Lay out the data below as a JSON list of strings, one string per line with blank lines omitted, starting at the line that contains "# test: point to the woman in" and ending at the final line of the data.

================================

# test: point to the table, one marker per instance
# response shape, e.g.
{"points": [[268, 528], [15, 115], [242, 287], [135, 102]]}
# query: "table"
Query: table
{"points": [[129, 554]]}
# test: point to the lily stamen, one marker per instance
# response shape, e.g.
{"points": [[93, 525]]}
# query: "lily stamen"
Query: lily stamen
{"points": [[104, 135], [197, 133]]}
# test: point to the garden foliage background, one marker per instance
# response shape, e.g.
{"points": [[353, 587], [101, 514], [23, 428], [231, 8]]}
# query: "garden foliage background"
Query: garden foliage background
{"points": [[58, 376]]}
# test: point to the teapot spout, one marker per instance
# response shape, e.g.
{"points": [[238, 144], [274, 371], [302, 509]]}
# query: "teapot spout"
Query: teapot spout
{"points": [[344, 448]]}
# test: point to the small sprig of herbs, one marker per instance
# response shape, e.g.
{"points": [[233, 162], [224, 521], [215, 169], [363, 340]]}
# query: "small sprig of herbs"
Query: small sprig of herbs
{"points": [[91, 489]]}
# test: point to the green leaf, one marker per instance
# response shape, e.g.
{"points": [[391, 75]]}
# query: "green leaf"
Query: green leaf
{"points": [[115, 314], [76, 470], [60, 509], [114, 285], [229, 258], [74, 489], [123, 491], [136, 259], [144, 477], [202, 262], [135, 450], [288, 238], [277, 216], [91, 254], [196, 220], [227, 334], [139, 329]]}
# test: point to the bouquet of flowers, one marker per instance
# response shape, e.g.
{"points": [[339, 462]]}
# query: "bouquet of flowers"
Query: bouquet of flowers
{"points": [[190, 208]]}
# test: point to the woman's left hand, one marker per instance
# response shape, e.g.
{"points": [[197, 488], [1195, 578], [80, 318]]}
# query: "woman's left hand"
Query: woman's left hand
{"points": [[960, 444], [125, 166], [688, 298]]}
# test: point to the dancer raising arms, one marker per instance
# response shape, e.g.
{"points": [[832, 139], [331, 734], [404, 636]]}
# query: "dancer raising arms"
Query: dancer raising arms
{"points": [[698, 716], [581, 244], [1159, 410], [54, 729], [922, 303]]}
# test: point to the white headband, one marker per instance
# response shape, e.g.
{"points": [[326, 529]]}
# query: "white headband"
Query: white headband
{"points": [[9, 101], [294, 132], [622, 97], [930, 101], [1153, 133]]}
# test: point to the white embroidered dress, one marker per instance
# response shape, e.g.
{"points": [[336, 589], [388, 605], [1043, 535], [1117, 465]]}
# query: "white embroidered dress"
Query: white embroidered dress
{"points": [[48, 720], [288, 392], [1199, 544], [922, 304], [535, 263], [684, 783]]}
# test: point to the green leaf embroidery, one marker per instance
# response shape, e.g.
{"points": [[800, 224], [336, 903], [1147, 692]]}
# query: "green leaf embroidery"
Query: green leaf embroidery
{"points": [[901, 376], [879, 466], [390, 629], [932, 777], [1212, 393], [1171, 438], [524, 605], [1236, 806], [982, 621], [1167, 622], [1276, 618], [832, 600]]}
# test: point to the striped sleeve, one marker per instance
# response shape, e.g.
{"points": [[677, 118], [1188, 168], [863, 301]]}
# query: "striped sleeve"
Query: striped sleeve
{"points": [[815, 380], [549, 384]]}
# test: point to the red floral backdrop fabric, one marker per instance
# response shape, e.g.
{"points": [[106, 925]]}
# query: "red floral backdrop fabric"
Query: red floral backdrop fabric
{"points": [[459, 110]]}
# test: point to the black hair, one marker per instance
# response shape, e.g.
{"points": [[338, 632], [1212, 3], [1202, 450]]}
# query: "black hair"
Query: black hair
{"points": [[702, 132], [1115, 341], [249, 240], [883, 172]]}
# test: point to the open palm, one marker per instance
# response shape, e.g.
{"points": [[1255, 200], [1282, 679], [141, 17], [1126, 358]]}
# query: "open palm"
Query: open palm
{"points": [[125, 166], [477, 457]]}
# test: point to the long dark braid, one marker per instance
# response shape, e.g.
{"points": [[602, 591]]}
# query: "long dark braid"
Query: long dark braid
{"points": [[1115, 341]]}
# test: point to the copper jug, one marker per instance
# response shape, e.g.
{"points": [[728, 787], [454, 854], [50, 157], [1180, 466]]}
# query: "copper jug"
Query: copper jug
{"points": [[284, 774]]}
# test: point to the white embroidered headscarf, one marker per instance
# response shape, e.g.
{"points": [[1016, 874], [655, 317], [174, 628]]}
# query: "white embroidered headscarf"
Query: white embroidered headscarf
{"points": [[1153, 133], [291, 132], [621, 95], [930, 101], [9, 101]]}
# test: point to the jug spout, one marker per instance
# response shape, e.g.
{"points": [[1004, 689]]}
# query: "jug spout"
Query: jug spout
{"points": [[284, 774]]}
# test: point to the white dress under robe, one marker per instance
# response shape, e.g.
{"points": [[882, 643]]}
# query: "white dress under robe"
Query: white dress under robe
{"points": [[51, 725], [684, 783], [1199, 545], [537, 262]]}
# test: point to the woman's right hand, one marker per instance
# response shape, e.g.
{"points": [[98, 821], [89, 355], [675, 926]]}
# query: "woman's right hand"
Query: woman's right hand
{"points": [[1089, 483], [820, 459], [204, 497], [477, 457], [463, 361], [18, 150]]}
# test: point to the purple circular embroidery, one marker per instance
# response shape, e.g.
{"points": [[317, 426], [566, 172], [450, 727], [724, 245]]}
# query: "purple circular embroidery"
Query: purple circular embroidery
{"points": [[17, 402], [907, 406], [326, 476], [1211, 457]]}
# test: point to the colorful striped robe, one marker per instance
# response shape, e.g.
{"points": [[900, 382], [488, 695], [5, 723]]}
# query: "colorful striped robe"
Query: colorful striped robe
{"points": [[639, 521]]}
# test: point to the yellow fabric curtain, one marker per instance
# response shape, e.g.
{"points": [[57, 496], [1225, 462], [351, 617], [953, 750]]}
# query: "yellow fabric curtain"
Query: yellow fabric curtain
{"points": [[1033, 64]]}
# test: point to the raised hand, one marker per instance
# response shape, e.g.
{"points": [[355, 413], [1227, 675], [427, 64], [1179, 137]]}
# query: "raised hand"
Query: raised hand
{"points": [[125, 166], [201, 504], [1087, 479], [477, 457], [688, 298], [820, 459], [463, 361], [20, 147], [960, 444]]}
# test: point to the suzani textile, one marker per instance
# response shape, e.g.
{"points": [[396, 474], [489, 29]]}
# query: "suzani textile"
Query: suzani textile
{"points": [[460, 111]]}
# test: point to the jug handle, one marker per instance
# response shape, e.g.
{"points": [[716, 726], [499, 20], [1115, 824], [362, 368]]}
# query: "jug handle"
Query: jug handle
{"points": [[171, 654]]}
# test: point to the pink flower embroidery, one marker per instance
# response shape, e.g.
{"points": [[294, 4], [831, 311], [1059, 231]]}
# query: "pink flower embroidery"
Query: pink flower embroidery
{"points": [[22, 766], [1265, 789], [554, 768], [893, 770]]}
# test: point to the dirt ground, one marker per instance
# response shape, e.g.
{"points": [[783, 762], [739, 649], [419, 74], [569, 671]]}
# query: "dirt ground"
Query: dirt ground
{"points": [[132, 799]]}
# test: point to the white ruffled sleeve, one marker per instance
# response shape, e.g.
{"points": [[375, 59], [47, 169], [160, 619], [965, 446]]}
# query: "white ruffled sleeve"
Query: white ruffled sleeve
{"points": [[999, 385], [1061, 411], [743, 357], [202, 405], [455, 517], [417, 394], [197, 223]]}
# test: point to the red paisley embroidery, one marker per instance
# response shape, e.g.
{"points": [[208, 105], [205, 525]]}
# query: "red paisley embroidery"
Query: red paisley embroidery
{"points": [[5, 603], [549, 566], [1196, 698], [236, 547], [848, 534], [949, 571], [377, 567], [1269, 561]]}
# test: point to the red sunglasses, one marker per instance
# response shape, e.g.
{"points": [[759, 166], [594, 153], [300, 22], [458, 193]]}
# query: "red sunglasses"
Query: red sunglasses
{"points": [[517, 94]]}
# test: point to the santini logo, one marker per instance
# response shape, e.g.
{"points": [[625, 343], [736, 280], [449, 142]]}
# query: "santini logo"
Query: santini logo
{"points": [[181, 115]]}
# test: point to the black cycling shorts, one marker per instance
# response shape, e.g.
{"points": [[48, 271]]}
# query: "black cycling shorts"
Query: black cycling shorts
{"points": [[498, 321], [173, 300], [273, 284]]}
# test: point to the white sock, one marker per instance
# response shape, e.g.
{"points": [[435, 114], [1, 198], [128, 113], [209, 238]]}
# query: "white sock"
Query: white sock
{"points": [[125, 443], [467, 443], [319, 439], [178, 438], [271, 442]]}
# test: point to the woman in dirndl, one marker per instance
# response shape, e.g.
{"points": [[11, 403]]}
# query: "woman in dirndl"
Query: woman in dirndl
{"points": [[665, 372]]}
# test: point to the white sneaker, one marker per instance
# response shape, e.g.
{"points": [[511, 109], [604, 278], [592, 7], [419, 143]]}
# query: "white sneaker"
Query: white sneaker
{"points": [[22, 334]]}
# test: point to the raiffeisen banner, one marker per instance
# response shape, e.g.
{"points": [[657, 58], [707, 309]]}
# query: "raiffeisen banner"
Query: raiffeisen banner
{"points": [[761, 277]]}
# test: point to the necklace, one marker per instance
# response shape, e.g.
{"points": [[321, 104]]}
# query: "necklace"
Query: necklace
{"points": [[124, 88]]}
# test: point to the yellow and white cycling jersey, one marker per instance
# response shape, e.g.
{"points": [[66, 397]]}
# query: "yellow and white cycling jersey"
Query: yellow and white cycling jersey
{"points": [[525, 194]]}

================================

→ REPLY TO THE EXERCISE
[
  "# test: point to the woman in dirndl, one marker per instance",
  "# response shape, e.g.",
  "{\"points\": [[11, 403]]}",
  "# query: \"woman in dirndl\"",
  "Query: woman in dirndl",
  "{\"points\": [[665, 372]]}",
  "# test: point to the white sneaker, one marker per instance",
  "# response shape, e.g.",
  "{\"points\": [[511, 109], [604, 278], [592, 7], [419, 143]]}",
  "# query: \"white sneaker\"",
  "Query: white sneaker",
  "{\"points\": [[22, 334]]}",
  "# test: point to the raiffeisen banner, one marker per instance",
  "# response shape, e.g.",
  "{\"points\": [[657, 58], [707, 309]]}",
  "# query: \"raiffeisen banner\"",
  "Query: raiffeisen banner",
  "{\"points\": [[761, 277]]}",
  "# test: point to the necklace, one marker per instance",
  "# response shape, e.g.",
  "{\"points\": [[321, 104]]}",
  "# query: \"necklace\"",
  "Query: necklace",
  "{\"points\": [[124, 88]]}",
  "# test: point to the yellow and white cycling jersey, one marker per instance",
  "# response shape, e.g.",
  "{\"points\": [[66, 397]]}",
  "# query: \"yellow and white cycling jersey\"",
  "Query: yellow and white cycling jersey",
  "{\"points\": [[525, 194]]}"
]